**Условие задания**
Перепишите часть фрагмента о магическом числе три от слов «Глава застолья начинает» до слов «V века н. э.» включительно, заменив «пирогами» на «лепёшками».

**Фрагмент для чтения**
::::

Магическое число три было связано со многими благоприятными понятиями человека древности и средневековья. В этом смысле воспринимаются осетинские поговорки: «æртæ зæрдæйæн адджын у/Три — сладко для сердца» или же «Иу — æлгъыст, дыууæ — фæлдыст, æртæ — хуыцауæн кувинаг — Один проклят, два — посвящен покойнику, три — предназначен для молитвы богу», Æртæйæ Хуыцауæн кувынц/Тремя — молятся богу».
Глава застолья начинает свое молитвословие, обращенное к главному божеству осетинского пантеона Xуыцау. Любое застолье с тремя пирогами, не говоря уже о ритуальном жертвоприношении начинается с его имени и обращения к нему со словами благодарности или просьбы. Словесные формы (куывд) сопровождаются такими эпитетами как: «иунæг кадджын, стыр/дуне сфæлдисæг/æмбал кæмæн нæй». Все они однозначно свидетельствуют, что речь идет не о дохристианском божестве, ибо они все наделены конкретными функциональными характеристиками. В данном случае перед нами образ, связанный с идеей единого бога, проникшего в мироощущение народа в эпоху раннего знакомства с христианством. Иными словами — примерно начиная с V века н. э.

::::

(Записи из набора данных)
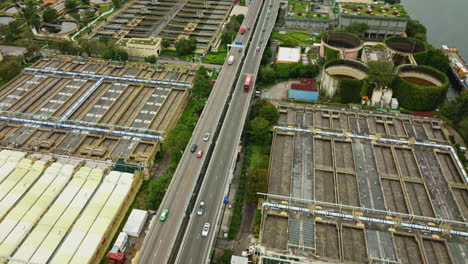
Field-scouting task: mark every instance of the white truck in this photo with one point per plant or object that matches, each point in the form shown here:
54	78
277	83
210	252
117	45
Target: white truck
230	60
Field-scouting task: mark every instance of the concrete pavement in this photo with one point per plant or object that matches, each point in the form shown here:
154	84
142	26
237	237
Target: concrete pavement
196	248
161	239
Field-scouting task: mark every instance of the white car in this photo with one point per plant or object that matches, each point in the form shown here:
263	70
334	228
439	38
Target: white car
206	229
201	208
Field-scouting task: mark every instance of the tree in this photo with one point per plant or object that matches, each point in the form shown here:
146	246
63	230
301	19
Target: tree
258	181
259	129
151	59
416	30
433	57
357	28
267	74
30	13
381	73
350	91
50	15
67	47
70	4
165	43
269	112
289	42
9	70
185	46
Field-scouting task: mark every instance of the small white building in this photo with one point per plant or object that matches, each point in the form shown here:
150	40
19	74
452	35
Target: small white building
288	55
140	48
239	260
135	223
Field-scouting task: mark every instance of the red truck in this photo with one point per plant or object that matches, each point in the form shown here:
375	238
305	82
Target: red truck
242	30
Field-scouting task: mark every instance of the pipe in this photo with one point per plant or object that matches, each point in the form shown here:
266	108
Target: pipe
385	140
80	101
105	77
85	128
363	218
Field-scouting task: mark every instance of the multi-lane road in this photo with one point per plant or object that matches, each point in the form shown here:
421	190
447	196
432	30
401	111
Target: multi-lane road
161	239
196	248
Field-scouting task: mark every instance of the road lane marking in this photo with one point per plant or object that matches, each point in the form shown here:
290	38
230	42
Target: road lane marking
157	249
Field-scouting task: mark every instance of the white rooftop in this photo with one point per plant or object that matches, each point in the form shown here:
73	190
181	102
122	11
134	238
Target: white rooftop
288	55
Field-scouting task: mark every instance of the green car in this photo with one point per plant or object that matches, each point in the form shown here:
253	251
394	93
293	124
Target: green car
164	215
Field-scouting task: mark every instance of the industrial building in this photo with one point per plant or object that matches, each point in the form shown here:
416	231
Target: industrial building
362	187
305	90
169	20
384	20
308	15
288	55
56	209
93	109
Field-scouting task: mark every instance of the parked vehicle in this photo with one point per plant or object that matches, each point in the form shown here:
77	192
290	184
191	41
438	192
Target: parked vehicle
206	229
201	208
230	60
200	153
193	148
242	30
164	215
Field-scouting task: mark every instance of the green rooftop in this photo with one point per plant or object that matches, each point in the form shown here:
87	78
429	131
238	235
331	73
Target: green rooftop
305	10
142	41
374	10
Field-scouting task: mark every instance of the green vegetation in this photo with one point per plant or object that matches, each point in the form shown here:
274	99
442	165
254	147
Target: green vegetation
434	58
420	98
350	91
281	72
456	111
330	54
216	57
151	59
300	37
416	30
357	28
152	191
380	73
256	159
374	10
71	4
8	70
257	222
50	15
185	46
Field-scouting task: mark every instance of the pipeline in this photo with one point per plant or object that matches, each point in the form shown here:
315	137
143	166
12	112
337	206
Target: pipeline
105	77
80	101
363	218
84	128
385	140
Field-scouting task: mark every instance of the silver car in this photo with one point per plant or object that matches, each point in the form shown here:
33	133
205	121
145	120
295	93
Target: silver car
206	229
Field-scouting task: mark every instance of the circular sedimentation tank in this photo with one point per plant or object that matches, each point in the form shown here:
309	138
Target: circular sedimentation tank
4	20
336	70
420	88
341	42
81	12
61	28
404	45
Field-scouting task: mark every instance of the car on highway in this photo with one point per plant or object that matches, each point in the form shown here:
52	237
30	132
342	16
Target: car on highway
164	214
200	153
206	229
201	208
193	148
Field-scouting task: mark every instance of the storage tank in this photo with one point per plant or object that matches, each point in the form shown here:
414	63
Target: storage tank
346	44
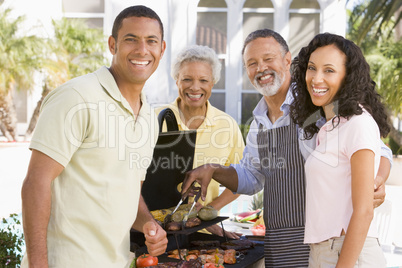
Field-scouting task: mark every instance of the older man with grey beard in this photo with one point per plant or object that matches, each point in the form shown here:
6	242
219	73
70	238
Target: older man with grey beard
274	156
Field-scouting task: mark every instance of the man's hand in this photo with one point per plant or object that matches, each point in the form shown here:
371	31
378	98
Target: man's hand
155	238
379	191
203	175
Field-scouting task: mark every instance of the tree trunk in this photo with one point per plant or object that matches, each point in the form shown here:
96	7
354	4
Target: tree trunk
8	116
35	115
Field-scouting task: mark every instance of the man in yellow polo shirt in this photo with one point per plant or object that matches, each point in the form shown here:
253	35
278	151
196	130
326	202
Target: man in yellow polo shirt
82	191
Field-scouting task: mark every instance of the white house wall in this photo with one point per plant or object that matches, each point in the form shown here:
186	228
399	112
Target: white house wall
180	21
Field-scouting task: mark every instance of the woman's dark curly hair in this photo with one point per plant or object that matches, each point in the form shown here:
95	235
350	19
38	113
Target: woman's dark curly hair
357	88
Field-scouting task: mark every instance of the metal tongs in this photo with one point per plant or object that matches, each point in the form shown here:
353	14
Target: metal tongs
168	218
185	218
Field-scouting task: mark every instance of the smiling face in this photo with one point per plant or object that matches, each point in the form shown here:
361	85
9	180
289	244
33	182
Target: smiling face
137	50
266	67
195	82
325	74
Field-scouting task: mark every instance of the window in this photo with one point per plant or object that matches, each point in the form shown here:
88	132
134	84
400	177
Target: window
304	24
211	32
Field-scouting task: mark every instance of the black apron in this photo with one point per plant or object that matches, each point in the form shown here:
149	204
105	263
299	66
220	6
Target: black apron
284	197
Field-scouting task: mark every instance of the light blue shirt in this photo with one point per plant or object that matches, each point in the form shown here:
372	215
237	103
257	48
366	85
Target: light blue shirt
249	171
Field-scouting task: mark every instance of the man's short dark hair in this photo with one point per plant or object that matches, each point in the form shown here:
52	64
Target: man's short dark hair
265	33
135	11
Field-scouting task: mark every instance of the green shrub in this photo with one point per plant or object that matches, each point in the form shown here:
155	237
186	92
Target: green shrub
11	242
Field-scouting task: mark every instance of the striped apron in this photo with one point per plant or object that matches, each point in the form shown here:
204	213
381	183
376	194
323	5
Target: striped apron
284	197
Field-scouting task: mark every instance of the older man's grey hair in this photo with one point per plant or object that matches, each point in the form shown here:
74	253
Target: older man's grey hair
198	54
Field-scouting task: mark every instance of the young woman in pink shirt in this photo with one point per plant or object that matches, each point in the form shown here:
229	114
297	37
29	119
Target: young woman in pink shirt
332	81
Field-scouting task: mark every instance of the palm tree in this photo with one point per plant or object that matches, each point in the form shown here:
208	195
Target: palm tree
75	50
372	26
19	58
372	16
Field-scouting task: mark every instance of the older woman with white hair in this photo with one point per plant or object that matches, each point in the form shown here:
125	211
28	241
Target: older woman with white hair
219	140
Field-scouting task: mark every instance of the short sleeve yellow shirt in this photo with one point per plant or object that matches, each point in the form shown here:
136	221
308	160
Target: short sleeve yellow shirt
88	127
219	141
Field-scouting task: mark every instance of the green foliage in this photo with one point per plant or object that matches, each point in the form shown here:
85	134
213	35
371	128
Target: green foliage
386	70
372	27
20	55
11	242
371	18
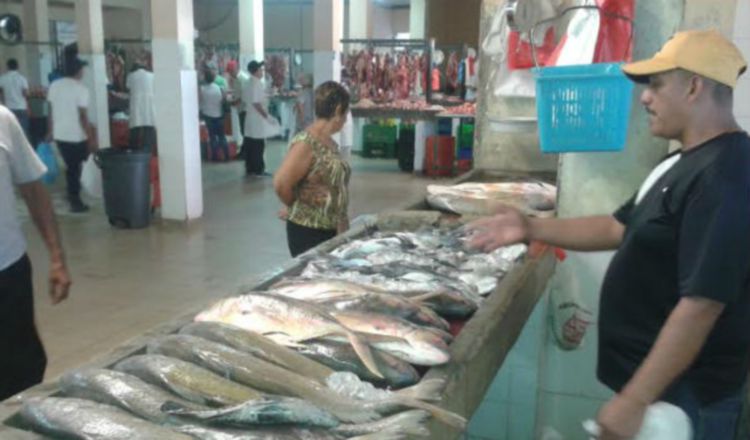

::::

**Ответ**
Глава застолья начинает свое молитвословие, обращенное к главному божеству осетинского пантеона Xуыцау. Любое застолье с тремя лепёшками, не говоря уже о ритуальном жертвоприношении начинается с его имени и обращения к нему со словами благодарности или просьбы. Словесные формы (куывд) сопровождаются такими эпитетами как: «иунæг кадджын, стыр/дуне сфæлдисæг/æмбал кæмæн нæй». Все они однозначно свидетельствуют, что речь идет не о дохристианском божестве, ибо они все наделены конкретными функциональными характеристиками. В данном случае перед нами образ, связанный с идеей единого бога, проникшего в мироощущение народа в эпоху раннего знакомства с христианством. Иными словами — примерно начиная с V века н. э.